Every line must be returned precisely as it is written.

## begin Material provided

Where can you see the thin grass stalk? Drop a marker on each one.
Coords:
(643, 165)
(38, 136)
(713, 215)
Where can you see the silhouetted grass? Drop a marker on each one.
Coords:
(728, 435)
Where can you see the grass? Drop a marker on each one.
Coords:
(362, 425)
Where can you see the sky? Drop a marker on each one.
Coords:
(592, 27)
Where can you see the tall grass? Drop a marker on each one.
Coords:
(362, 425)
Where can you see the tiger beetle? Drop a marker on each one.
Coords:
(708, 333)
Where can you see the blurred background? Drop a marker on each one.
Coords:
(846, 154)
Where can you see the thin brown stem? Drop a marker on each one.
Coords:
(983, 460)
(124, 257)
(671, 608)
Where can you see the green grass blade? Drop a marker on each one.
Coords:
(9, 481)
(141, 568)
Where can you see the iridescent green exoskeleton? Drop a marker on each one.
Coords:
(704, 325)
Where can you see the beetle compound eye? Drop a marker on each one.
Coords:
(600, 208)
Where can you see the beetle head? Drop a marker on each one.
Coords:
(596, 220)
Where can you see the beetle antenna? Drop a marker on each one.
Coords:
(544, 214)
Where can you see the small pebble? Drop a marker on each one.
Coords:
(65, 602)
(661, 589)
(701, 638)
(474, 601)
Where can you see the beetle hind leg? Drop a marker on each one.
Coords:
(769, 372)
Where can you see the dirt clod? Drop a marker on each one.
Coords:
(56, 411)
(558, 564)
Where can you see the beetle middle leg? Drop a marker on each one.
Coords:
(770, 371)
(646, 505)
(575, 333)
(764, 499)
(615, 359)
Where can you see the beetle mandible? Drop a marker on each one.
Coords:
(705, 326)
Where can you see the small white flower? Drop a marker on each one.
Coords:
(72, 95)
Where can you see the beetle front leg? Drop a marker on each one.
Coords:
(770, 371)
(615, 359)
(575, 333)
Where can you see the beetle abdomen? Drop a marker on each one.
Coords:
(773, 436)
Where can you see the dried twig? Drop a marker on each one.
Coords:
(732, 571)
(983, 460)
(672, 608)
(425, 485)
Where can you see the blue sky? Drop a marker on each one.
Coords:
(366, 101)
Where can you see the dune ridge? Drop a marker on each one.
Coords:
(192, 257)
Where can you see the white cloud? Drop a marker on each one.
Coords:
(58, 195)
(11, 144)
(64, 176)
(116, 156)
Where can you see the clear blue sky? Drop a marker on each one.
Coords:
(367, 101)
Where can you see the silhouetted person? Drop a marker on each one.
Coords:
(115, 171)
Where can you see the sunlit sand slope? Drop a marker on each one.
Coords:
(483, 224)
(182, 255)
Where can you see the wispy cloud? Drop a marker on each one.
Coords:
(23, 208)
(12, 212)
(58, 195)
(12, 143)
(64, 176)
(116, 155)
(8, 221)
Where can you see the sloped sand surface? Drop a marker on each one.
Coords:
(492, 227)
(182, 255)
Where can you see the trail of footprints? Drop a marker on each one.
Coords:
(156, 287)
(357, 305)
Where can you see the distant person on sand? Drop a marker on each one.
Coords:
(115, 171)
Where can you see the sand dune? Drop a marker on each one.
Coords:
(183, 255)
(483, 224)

## end Material provided

» **Written solution**
Where can you see the thin grass stalk? Drop a marker on each one.
Coords:
(643, 165)
(38, 136)
(713, 215)
Where can you see the silhouetted grass? Drop a marker on each one.
Coords:
(728, 435)
Where can you see the grass? Drop a marker on each one.
Coords:
(362, 425)
Where can you see the sky? Drop a marker on each one.
Coords:
(592, 27)
Where can you see the tall grass? Drop a marker on each one.
Coords:
(362, 425)
Where can you see the tiger beetle? Drop a marker on each one.
Coords:
(708, 333)
Where can you see the blurred background? Drop a marker on each one.
Coords:
(846, 154)
Where can you see the thin brown stem? Drop a marker on each one.
Coords:
(983, 460)
(124, 257)
(671, 608)
Where can you see the green grass blade? Drop a marker on each one.
Coords:
(9, 481)
(141, 568)
Where can you see the iridescent green exoskeleton? Drop a marker on each one.
Coords:
(704, 325)
Where can you see the beetle compound eye? Drop a marker on each one.
Coords:
(600, 208)
Where can you see the beetle head? Drop a marker on each one.
Coords:
(596, 220)
Where can you see the beetle antenna? Drop a marker on each one.
Coords:
(544, 214)
Where can you see the small pebble? Drop a marker on each one.
Coords:
(65, 602)
(661, 589)
(701, 638)
(474, 601)
Where can you see the beetle hind leg? Drop a marker on each one.
Coords:
(769, 372)
Where can you see the dirt clod? Drop a marker on each one.
Coords:
(56, 411)
(558, 564)
Where can you see the beetle middle leg? Drop a marker on each one.
Coords:
(770, 371)
(646, 505)
(575, 333)
(764, 499)
(615, 359)
Where can you see the beetle mandible? Drop a marker on each one.
Coords:
(705, 326)
Where can you see the small white flower? Drop a marker on each one.
Coords:
(72, 95)
Where can you see the beetle front leg? Drop a marker on each one.
Coords:
(770, 371)
(615, 359)
(575, 333)
Where can you see the beetle abdomen? Drop a marker on each one.
Coords:
(773, 436)
Where can you see the dried twig? Drop a marker on each one.
Coords:
(732, 571)
(983, 460)
(672, 608)
(425, 485)
Where can you see the blue sky? Drop a marker on each one.
Coords:
(366, 101)
Where can you see the dune ridge? Drop a marker on each one.
Coords:
(192, 257)
Where can you see the white cloud? Drop a marker on each one.
Coords:
(58, 195)
(11, 144)
(64, 176)
(116, 156)
Where can you see the clear blue sky? Drop a marker on each one.
Coords:
(367, 101)
Where can you see the silhouetted person? Drop a marker on each one.
Coords:
(115, 171)
Where can you see the sunlit sand slope? Drop a marker on each one.
Coords:
(483, 224)
(182, 255)
Where can you see the wispy cloud? Drop a marker on each one.
Coords:
(23, 208)
(12, 212)
(58, 195)
(12, 143)
(64, 176)
(116, 155)
(8, 221)
Where can you see the sloped sand surface? Drop a marker on each one.
Coords:
(492, 227)
(182, 255)
Where can you see the trail of footprints? Drop a marker on each one.
Coords:
(156, 287)
(357, 305)
Where can you see the distant person on sand? Drop a marker on each one.
Coords:
(115, 171)
Where can you see the sand dune? Drop a marker on each one.
Coords:
(183, 255)
(483, 224)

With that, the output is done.